##### DOCUMENT SEGMENT #####
Making Decisions

Decisions come very easy to me, but not necessarily good ones.  I am very comfortable making judgments.  I find, however, that the consequence of a quick decision is often a long, hard slog toward making things right.

My wife Janice and I were riding bikes in Acadia National Park when we came to a junction of two trails.  I had a map in my pack, and I could have easily checked our position and made an informed choice.  But the route to the left looked correct in my mind, and it was downhill, so that’s the way we went—downhill.

After a mile of easy coasting in the wrong direction, I admitted my mistake.  I had to tell my trusting wife who followed to turn around and take back all the elevation we just descended.  Perhaps it goes without saying the ride to the top was difficult, and also very quiet.

I read a book by a neuroscientist who observed through a number of experiments and diagnostic tests something I’ve known since childhood—the more things you have on your mind, the poorer your decisions.

On this vacation, I had a lot on my mind.

My poor decisions actually started weeks before.  I found a place to stay online that promised a Swiss-style chalet, quiet surroundings and a private beach.  I researched no further.  I booked it.  It was now one less thing I had to think about.

When my wife (again, so trusting) and I arrived we found a chalet, but our room was in the basement.  It was dreary, dated, dirty, and the beach was a quarter-mile away.  It turned out to be the most expensive vacation rental ever.  As we left to find a better place, the landlord’s “no-refunds” still hanging in the air, I calculated we paid about $400 a minute.

The influence of a crowded mind was tested by some researchers who devised a very simple experiment.  They told one group of people to remember three numbers, and then turned them loose on a large buffet of food.  The table included healthy food choices like veggies and fruits, and also included cakes, cookies and lots of fatty-fried stuff.

The group with three numbers in their heads socialized at the buffet while they snacked, mostly on the healthier foods.

Then a second group was asked to remember seven numbers and turned loose at the same buffet.  They socialized less, and ate mostly sugar and fat.  The pattern was repeated in test after test.
##### EXTRACTED RECORDS #####
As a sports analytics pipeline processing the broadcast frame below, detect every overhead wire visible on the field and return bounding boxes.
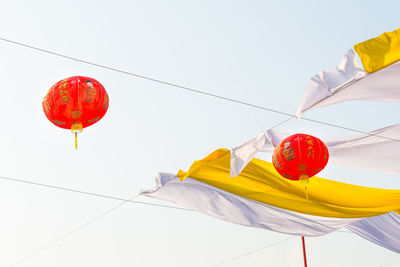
[0,37,388,266]
[10,194,140,267]
[0,37,400,142]
[0,176,193,211]
[212,236,296,267]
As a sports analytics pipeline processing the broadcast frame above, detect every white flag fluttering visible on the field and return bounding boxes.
[346,212,400,253]
[296,29,400,118]
[230,124,400,177]
[142,173,400,253]
[142,173,363,236]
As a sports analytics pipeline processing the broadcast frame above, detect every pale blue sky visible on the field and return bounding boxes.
[0,0,400,267]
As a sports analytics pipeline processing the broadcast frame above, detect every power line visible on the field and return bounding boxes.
[0,176,193,211]
[11,195,139,266]
[0,37,400,142]
[213,236,296,267]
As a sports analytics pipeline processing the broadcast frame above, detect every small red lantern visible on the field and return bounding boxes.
[42,76,109,149]
[272,134,329,182]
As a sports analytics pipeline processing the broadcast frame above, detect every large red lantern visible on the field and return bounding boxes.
[42,76,109,148]
[272,134,329,182]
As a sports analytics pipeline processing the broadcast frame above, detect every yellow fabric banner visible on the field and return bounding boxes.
[354,28,400,73]
[177,149,400,218]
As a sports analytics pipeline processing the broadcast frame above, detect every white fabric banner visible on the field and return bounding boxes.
[296,50,400,118]
[230,124,400,177]
[347,212,400,253]
[141,173,400,253]
[142,173,362,236]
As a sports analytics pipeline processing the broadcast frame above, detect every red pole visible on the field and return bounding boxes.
[301,236,307,267]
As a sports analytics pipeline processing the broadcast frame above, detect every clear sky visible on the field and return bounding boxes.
[0,0,400,267]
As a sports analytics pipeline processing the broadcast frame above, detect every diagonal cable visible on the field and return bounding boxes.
[10,195,139,267]
[212,236,296,267]
[0,176,193,211]
[0,37,400,142]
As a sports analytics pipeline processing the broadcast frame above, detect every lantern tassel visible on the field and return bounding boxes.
[299,174,310,200]
[71,122,83,150]
[75,133,78,150]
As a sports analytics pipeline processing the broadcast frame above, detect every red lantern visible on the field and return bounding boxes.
[272,134,329,182]
[42,76,109,149]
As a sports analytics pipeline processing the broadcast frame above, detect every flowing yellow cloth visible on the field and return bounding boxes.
[354,28,400,73]
[177,149,400,218]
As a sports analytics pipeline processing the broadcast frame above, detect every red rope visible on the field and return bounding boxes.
[301,236,307,267]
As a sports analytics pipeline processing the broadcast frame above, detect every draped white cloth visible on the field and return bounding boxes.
#####
ASSIGNMENT 1:
Echo the essay on making decisions word for word, starting at "The influence of" and ending at "the healthier foods.".
ASSIGNMENT 2:
In the essay on making decisions, how many numbers was the first group in the buffet experiment told to remember?
ASSIGNMENT 3:
Finish out the next part of the essay on making decisions, picking up after its last sentence.
The records are material separate from the essay on making decisions.

ANSWER 1:
The influence of a crowded mind was tested by some researchers who devised a very simple experiment.  They told one group of people to remember three numbers, and then turned them loose on a large buffet of food.  The table included healthy food choices like veggies and fruits, and also included cakes, cookies and lots of fatty-fried stuff.

The group with three numbers in their heads socialized at the buffet while they snacked, mostly on the healthier foods.

ANSWER 2:
Three numbers.

ANSWER 3:
The researchers’ conclusion was humans are more likely to make good decisions if they have fewer thoughts in their heads.  That rings true to me.

I teach a Bible study class, and sometimes I choose to teach topics I feel I need to learn.  Recently I studied and prepared a couple of lessons on the topic of simplicity.  I can’t speak for others in the class, but I did learn something.

What did I learn?  I learned you can’t study your way to simplicity.  Simplicity in thought and action comes from focusing on less, not more.  Whether it be work, prayer, conversation, art, sport, reading, writing or relationships, we do better when we narrow our focus.

One day Jesus was visiting in the home of Mary and Martha.  While Mary sat and talked with Jesus, Martha was preparing dinner.  After a while Martha got peeved about Mary’s apparent laziness and indifference.  Jesus responded to Martha’s complaint saying, “Martha, Martha, you are worried and bothered about so many things, but only one thing is necessary . . . .”

That one thing is love—to love God and to love others.  All the prioritizations of life flow from this one priority.

Ultimately the crowded mind is a selfish mind.  It is the mind that withdraws into self and broods quiet for hours.  It is the mind that snaps impatiently at someone’s intrusion.  It is the mind that makes life just a little harder for everyone else, but excuses itself with, “I’m sorry, but I have a lot on my mind.”

Love is patient.  Love is kind.  Love is not puffed up and not insistent on its own way.  The mind prioritized by genuine love is ordered, sensitive to what is going on around it, and focused on the better outcome

Peeling away the unnecessary and the lesser things is not sloth.  In fact, when it does not come naturally, it requires serious work.  Like a sculptor cutting away everything he does not see, it is hard to carve away all the extraneous things that get in the way of the essential.  And you have to keep doing it moment after moment, thought after thought.

I do not want to be worried and bothered by so many things.  I want to choose better.  Lord, teach me to love.